▶ **EXERCISE PROMPT**
Check each line of the listing below for the string "green", then copy every line that has it.

※

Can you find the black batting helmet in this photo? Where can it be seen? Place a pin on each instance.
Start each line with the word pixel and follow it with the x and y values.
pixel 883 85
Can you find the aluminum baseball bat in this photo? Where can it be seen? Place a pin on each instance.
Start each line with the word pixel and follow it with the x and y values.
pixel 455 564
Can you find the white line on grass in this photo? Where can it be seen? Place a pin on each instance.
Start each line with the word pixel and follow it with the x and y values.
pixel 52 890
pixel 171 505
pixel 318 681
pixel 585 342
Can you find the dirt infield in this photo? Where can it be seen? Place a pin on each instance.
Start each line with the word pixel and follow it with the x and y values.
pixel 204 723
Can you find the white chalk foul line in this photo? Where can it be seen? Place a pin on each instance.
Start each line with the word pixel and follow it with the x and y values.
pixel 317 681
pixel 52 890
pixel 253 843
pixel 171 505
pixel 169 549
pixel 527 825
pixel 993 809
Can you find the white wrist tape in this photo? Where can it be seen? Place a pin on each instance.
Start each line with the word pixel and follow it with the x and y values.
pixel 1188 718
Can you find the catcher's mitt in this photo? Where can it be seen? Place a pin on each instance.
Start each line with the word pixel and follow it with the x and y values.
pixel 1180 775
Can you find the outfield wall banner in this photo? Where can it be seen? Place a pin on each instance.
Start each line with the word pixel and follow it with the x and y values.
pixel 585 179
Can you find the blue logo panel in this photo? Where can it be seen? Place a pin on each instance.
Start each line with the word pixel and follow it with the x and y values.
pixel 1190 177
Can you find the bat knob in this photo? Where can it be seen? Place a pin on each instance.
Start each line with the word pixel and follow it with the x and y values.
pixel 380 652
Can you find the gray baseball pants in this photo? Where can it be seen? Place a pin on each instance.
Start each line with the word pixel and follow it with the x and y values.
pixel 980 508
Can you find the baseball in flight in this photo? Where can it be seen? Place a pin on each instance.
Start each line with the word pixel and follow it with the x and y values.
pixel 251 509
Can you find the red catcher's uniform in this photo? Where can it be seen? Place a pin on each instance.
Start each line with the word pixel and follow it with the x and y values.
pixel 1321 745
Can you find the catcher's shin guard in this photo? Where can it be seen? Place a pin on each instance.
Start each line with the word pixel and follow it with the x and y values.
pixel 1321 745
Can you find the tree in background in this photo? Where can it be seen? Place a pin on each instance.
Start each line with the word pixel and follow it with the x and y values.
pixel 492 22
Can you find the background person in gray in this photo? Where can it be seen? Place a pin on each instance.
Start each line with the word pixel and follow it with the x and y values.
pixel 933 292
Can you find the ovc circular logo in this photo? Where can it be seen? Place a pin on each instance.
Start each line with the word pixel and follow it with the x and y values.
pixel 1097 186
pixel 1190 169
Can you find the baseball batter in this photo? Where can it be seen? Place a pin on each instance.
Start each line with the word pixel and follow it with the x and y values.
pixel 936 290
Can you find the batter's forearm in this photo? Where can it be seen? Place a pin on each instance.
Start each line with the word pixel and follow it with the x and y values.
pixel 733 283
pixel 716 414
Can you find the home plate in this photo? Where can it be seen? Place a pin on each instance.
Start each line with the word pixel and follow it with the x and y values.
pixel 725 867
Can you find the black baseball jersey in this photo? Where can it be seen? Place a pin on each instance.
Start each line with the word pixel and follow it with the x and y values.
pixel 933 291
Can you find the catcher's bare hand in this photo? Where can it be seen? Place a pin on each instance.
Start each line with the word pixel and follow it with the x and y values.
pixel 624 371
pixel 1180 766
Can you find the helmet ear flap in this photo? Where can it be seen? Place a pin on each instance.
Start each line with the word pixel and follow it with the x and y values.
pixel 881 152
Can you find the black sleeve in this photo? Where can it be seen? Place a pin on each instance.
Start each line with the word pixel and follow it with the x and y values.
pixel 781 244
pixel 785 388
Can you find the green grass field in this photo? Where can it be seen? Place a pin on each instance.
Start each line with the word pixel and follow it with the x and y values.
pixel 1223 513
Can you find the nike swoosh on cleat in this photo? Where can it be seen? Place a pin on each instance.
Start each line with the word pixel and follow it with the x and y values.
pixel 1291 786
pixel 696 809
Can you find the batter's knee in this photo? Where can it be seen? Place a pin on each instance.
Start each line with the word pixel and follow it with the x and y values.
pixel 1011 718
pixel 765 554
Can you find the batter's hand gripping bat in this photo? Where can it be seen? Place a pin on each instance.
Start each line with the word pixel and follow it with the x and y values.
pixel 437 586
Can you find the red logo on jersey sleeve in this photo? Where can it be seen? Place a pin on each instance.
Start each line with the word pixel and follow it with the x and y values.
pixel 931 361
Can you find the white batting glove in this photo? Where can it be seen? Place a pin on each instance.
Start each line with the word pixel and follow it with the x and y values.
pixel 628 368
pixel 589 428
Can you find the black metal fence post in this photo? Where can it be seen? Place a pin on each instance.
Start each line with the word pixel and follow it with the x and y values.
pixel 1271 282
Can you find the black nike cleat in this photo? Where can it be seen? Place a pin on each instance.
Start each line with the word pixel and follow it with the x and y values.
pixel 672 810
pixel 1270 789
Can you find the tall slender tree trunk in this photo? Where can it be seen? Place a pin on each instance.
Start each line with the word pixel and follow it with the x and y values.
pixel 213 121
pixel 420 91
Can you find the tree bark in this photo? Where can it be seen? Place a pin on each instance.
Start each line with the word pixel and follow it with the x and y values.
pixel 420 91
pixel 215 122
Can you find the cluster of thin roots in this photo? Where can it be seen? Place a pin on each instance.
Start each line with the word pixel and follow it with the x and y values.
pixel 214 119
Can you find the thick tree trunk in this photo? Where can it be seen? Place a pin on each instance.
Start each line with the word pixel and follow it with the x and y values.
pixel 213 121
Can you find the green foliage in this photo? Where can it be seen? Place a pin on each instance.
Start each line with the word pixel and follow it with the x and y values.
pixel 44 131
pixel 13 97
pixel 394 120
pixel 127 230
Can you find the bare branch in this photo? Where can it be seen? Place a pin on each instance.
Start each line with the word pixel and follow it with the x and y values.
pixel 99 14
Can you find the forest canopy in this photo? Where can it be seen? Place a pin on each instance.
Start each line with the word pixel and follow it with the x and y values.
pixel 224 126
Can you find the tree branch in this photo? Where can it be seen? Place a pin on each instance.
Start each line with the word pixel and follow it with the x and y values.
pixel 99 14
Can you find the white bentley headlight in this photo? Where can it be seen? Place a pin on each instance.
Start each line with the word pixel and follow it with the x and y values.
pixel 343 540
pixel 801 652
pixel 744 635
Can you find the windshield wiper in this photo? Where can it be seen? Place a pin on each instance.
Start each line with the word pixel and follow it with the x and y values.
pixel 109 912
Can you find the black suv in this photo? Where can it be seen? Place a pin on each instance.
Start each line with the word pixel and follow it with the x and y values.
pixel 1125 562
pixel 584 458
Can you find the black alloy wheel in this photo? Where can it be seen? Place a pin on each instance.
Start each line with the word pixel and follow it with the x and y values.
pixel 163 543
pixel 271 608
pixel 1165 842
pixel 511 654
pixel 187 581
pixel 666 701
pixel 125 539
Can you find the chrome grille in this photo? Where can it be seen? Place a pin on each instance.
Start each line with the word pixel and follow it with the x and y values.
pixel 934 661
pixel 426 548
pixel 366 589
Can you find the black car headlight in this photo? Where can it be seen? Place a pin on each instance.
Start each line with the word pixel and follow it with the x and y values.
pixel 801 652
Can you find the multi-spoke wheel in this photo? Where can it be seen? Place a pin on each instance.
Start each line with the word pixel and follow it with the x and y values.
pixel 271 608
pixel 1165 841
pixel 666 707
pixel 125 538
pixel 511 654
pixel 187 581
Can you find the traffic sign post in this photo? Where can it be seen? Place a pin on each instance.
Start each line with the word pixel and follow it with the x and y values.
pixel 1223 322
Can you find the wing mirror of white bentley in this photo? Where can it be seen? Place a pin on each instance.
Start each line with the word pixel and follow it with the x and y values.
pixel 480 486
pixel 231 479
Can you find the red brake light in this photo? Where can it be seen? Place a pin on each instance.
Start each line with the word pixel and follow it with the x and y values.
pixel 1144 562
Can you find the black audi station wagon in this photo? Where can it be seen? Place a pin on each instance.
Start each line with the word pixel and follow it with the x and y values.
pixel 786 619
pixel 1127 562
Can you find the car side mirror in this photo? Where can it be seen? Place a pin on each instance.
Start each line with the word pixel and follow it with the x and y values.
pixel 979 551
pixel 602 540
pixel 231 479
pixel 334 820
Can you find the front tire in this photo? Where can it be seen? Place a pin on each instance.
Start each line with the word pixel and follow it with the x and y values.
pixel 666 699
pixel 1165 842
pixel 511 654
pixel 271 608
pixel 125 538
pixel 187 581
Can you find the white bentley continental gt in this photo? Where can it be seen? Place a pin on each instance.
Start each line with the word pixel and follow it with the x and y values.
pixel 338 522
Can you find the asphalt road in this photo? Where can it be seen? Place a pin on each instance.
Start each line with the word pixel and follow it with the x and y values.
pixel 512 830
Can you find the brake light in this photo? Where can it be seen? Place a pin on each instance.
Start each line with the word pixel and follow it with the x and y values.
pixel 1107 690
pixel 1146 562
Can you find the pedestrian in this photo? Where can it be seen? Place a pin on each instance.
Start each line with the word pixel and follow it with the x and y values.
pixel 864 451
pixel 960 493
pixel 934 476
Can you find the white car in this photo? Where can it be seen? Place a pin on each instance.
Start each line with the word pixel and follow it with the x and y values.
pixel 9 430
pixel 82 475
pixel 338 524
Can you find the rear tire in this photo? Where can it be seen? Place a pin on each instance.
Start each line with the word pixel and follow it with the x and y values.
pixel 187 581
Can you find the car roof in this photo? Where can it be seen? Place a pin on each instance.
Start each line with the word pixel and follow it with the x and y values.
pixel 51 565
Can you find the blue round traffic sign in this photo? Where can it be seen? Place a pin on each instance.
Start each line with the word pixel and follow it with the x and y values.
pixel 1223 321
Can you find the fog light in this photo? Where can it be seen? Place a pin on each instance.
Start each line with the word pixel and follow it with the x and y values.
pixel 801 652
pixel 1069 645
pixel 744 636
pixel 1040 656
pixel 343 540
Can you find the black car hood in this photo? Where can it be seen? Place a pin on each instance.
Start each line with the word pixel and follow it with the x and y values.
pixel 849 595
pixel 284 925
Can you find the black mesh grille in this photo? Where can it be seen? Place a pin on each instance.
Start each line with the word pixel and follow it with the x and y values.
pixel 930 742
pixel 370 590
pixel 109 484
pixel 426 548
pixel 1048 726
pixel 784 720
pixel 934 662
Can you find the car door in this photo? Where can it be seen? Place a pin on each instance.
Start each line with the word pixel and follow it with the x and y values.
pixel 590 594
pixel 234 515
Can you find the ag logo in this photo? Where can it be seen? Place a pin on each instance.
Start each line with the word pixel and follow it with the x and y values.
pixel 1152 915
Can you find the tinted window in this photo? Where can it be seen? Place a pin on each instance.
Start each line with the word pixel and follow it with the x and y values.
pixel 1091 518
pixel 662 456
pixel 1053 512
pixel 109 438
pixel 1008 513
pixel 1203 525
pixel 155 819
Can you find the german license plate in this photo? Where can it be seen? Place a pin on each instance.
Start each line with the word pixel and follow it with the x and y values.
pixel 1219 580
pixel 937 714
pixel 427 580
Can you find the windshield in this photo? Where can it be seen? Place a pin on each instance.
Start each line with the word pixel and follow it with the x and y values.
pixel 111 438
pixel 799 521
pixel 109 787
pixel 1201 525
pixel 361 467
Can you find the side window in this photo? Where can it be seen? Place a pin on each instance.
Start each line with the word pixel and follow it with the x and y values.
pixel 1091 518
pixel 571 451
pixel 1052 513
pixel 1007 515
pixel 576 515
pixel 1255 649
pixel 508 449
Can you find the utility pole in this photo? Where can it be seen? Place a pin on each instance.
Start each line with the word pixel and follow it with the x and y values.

※

▶ **TASK ANSWER**
Can you find the green grass field in this photo? Where can it be seen? Place a pin on each instance.
Can you find the green foliage in this photo? Where can it be seen? Place a pin on each instance.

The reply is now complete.